■ PROBLEM DETAILS
Return every line of the rows below that contains the string "grassy", treating uppercase and lowercase letters as distinct.

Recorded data
▼

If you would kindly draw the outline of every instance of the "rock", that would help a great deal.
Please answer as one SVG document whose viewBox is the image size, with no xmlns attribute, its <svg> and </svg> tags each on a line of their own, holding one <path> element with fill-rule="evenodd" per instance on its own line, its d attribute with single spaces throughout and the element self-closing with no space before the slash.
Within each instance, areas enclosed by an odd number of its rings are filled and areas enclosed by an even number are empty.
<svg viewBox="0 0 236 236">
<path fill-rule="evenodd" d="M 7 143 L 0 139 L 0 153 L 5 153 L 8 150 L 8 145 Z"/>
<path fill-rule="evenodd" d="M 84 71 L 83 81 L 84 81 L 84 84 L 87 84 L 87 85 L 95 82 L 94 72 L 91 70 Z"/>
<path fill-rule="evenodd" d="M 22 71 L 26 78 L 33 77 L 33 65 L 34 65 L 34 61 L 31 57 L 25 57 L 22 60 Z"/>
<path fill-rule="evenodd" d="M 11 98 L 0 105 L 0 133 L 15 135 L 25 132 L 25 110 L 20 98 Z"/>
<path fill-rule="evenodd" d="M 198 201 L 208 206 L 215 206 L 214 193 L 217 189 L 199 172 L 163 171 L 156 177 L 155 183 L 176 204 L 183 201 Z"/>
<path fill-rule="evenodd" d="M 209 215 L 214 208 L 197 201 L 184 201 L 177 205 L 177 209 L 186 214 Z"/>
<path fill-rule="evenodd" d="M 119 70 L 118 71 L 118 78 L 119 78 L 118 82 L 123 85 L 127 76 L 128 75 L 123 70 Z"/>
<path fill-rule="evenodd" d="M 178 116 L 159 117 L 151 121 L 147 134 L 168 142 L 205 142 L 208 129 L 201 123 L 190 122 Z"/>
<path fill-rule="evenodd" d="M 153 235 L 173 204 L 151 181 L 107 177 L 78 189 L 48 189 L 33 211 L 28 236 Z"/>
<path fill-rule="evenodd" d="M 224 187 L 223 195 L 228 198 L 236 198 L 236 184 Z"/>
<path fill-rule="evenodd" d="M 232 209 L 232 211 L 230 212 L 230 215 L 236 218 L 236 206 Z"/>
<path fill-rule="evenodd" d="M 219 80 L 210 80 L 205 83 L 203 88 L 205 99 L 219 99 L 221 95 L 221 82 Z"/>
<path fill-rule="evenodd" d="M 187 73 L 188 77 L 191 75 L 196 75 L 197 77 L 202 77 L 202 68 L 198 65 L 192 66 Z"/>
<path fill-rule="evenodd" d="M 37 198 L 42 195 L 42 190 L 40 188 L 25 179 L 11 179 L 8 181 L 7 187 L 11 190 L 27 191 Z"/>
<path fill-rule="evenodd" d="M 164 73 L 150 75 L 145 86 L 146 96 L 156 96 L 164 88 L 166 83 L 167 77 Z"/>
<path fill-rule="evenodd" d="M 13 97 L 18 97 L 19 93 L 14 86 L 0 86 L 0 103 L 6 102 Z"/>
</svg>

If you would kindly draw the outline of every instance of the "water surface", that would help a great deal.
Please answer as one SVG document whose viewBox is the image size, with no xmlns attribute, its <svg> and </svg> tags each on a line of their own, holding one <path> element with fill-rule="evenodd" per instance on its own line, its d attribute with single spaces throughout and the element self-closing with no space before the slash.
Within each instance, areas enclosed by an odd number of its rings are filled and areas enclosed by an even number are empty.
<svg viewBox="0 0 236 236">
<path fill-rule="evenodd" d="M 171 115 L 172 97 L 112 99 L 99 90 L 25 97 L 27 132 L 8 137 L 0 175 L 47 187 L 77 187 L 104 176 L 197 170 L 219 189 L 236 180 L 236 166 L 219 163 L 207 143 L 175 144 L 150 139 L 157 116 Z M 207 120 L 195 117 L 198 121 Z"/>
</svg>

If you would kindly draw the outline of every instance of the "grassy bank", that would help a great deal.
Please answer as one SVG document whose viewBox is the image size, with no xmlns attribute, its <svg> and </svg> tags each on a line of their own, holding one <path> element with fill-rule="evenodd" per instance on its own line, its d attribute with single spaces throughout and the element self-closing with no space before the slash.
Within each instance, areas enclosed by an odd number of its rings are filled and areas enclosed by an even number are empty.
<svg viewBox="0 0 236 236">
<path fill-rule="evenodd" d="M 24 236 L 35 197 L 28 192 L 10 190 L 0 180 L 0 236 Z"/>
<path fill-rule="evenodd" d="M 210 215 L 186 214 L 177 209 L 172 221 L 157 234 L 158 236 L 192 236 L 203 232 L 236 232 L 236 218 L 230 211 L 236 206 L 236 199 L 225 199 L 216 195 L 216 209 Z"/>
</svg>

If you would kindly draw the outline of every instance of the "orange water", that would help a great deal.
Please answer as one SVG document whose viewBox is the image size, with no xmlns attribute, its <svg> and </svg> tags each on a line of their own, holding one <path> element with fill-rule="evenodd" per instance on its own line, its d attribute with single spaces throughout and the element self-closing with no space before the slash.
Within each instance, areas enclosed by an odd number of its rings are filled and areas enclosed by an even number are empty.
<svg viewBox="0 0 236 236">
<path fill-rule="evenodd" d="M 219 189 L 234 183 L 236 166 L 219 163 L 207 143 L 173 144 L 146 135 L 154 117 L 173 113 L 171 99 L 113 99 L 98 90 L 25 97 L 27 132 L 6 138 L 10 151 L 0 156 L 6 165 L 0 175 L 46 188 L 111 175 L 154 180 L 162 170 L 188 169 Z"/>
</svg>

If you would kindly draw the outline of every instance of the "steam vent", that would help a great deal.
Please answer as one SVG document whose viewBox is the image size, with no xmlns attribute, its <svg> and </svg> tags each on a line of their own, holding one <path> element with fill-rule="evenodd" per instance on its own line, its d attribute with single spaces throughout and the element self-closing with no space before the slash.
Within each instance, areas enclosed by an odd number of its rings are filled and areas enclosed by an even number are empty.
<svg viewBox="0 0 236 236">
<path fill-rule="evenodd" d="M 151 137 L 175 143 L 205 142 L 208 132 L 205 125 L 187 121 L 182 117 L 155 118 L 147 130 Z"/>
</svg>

▲
▼

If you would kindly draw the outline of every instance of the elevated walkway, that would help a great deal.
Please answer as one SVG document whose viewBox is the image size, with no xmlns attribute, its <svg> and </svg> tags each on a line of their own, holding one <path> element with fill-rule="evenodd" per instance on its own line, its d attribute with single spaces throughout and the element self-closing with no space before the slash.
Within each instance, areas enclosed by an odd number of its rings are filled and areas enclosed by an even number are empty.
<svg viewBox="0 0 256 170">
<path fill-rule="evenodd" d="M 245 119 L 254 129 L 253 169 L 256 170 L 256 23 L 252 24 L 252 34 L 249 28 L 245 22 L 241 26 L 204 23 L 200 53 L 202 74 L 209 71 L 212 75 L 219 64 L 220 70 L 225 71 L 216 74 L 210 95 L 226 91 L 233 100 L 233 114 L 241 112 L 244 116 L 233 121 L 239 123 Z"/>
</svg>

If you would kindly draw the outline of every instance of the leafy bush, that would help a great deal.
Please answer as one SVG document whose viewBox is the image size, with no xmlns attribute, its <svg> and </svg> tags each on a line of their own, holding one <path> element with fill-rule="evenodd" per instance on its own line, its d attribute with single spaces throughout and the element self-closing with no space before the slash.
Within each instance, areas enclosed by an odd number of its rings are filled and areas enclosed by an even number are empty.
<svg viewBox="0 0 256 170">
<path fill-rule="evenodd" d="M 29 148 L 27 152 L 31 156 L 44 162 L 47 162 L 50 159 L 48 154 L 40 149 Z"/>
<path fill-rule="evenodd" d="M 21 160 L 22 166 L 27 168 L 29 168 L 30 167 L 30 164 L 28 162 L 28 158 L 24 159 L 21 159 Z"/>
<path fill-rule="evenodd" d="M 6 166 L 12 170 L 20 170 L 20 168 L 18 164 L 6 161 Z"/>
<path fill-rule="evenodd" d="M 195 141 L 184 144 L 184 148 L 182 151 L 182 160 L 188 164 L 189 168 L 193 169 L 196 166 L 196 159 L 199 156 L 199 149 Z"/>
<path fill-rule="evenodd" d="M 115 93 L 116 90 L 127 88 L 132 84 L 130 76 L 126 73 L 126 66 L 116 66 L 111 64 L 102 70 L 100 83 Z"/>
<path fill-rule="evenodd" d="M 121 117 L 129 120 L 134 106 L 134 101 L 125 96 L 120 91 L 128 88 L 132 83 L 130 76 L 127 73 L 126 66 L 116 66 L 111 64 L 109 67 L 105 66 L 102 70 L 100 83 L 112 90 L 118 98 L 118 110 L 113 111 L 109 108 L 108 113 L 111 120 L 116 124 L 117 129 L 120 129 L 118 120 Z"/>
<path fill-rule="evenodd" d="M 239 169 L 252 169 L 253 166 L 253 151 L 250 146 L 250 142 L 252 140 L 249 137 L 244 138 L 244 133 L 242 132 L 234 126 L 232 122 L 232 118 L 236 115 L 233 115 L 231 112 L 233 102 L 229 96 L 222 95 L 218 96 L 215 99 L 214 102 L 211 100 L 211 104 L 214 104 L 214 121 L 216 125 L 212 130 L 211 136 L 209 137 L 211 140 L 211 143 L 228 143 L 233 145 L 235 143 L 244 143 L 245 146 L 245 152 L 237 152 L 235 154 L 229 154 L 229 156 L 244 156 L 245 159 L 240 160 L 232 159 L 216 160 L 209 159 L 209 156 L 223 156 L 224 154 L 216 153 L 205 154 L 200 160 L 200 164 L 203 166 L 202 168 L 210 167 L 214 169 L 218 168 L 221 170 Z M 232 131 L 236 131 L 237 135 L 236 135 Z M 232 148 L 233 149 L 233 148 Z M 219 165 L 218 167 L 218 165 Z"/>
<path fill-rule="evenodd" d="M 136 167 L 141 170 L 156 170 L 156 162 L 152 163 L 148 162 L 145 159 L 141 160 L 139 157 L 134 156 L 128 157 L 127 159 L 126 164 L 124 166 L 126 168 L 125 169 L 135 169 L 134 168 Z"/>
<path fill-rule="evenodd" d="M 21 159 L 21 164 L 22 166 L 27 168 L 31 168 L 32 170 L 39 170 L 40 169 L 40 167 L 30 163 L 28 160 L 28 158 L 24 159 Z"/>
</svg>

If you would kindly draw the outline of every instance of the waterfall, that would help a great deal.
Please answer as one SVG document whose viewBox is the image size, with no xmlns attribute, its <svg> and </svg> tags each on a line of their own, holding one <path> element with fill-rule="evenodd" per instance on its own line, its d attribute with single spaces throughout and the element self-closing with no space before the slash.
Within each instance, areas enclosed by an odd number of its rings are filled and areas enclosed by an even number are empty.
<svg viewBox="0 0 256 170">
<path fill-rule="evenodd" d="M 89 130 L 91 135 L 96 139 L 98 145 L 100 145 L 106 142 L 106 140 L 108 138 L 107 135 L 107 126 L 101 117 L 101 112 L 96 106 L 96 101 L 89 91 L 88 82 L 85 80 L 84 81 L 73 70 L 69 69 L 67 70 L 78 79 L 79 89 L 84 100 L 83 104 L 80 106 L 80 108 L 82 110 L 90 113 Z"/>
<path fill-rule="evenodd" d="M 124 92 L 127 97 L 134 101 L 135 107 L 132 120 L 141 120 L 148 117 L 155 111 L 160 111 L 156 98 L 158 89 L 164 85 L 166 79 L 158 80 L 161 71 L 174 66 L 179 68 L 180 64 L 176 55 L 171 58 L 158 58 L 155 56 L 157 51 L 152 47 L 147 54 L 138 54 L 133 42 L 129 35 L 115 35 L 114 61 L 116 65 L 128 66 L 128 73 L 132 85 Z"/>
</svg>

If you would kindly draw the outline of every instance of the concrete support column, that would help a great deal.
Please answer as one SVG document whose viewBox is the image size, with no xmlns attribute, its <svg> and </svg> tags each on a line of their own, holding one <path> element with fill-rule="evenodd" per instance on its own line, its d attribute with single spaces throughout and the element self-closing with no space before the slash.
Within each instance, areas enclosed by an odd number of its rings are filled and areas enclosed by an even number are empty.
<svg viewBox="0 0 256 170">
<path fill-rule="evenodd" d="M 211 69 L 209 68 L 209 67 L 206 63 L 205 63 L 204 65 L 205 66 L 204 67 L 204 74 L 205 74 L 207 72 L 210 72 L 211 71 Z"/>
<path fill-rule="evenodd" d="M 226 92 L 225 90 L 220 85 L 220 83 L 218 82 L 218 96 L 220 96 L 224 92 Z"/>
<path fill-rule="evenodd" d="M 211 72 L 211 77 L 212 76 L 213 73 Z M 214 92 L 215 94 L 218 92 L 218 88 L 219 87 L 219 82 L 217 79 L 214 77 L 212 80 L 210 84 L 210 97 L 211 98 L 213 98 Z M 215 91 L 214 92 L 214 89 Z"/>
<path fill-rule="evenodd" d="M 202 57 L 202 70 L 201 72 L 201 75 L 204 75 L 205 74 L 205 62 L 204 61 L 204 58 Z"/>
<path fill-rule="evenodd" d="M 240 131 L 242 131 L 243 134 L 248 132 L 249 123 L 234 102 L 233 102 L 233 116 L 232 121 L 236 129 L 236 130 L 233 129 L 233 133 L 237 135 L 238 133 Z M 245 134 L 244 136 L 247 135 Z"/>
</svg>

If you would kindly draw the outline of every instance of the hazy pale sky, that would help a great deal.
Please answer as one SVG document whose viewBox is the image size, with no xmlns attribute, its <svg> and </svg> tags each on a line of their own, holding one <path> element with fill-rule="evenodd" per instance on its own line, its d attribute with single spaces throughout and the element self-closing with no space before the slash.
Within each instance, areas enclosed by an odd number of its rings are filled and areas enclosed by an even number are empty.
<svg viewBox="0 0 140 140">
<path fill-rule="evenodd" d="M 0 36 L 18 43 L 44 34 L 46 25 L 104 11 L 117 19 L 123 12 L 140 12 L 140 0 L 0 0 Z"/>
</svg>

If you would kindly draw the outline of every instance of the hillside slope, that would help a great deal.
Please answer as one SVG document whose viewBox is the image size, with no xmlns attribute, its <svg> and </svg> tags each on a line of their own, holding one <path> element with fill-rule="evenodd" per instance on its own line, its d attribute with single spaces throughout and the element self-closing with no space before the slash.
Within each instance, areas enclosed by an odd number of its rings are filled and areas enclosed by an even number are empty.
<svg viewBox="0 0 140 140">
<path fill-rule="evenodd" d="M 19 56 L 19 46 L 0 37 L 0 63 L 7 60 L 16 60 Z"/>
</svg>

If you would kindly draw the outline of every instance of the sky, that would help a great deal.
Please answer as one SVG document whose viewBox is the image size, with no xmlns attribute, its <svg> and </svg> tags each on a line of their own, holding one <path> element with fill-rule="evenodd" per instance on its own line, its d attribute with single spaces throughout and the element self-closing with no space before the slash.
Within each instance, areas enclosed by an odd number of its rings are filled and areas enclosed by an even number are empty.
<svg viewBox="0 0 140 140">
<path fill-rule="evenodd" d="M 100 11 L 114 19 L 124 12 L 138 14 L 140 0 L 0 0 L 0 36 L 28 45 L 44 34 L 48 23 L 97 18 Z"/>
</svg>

▲
▼

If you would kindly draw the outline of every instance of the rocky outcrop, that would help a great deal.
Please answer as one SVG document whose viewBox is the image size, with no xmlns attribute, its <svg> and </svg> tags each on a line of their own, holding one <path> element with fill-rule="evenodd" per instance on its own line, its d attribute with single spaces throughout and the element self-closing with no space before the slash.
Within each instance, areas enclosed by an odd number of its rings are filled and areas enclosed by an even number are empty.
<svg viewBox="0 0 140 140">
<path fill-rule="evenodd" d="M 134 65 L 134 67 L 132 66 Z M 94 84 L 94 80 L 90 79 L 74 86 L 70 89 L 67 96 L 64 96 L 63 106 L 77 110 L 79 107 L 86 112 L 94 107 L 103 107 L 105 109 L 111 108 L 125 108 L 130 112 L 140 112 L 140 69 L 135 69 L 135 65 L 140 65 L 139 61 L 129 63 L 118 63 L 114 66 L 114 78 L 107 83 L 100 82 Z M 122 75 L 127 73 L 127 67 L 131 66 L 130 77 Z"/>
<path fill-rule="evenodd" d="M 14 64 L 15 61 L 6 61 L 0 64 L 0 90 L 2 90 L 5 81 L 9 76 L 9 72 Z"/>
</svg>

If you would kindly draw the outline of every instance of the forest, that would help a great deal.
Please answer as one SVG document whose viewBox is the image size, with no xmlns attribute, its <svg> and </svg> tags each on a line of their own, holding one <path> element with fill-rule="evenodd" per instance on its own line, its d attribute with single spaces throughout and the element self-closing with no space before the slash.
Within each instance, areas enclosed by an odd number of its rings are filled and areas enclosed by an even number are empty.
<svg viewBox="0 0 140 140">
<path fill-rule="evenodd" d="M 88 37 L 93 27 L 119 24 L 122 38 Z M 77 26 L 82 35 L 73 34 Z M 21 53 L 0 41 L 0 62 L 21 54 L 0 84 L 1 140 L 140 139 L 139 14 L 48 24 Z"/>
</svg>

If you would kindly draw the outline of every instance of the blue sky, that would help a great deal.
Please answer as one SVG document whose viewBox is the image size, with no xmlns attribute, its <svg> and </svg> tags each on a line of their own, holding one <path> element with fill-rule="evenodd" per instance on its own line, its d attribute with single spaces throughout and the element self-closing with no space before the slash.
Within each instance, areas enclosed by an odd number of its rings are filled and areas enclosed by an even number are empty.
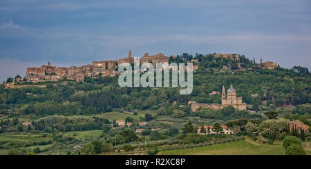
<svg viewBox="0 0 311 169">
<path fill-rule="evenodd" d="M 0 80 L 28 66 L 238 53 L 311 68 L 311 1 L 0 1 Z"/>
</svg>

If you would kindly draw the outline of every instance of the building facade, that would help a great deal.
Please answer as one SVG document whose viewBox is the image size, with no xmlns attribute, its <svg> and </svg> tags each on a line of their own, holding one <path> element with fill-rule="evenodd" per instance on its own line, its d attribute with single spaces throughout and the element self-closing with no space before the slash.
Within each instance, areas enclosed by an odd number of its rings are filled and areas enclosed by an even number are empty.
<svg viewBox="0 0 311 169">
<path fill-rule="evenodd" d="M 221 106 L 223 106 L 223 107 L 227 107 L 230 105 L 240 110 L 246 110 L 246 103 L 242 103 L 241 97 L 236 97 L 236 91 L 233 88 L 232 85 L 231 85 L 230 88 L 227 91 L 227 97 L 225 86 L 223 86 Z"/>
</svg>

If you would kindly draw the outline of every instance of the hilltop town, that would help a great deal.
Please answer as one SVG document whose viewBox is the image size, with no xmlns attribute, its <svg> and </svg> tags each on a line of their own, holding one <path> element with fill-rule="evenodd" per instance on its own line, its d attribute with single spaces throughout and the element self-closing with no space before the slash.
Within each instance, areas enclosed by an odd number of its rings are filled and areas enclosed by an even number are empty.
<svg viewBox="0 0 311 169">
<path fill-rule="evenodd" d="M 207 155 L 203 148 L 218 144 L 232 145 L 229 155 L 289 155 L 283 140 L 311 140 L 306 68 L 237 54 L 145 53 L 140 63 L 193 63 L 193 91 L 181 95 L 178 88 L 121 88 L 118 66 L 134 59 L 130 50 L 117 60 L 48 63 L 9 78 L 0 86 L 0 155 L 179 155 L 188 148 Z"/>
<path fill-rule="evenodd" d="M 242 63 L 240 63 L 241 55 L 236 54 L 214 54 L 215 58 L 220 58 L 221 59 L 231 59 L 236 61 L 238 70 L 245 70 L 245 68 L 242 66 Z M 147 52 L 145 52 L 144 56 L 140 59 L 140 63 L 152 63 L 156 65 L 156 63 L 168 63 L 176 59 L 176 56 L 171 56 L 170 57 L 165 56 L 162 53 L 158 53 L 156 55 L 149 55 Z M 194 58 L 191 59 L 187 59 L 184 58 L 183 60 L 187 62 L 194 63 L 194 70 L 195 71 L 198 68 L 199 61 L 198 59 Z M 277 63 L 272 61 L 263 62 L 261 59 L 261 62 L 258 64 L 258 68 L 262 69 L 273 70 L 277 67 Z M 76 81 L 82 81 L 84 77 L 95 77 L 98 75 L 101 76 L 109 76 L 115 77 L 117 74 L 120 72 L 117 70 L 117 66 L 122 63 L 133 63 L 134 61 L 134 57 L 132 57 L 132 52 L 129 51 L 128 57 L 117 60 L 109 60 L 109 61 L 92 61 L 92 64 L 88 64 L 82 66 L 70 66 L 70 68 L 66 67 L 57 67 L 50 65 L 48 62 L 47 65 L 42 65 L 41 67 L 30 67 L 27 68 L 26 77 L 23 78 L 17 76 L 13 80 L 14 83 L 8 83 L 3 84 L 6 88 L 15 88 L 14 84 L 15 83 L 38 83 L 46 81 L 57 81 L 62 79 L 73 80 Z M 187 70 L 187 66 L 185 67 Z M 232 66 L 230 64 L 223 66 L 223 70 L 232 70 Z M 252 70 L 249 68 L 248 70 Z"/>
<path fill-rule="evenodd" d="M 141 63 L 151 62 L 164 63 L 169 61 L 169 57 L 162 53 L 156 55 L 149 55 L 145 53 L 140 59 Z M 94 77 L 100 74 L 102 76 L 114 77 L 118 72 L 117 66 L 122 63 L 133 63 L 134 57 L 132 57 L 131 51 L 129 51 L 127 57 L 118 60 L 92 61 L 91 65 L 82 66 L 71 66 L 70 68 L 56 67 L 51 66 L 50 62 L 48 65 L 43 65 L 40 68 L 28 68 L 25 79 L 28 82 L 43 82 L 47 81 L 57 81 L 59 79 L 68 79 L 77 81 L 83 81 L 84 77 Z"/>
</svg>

▲

■ PROBLEM SOLUTION
If you would kindly draw the outline of every instance of the "grassy bank", that would help a great deal.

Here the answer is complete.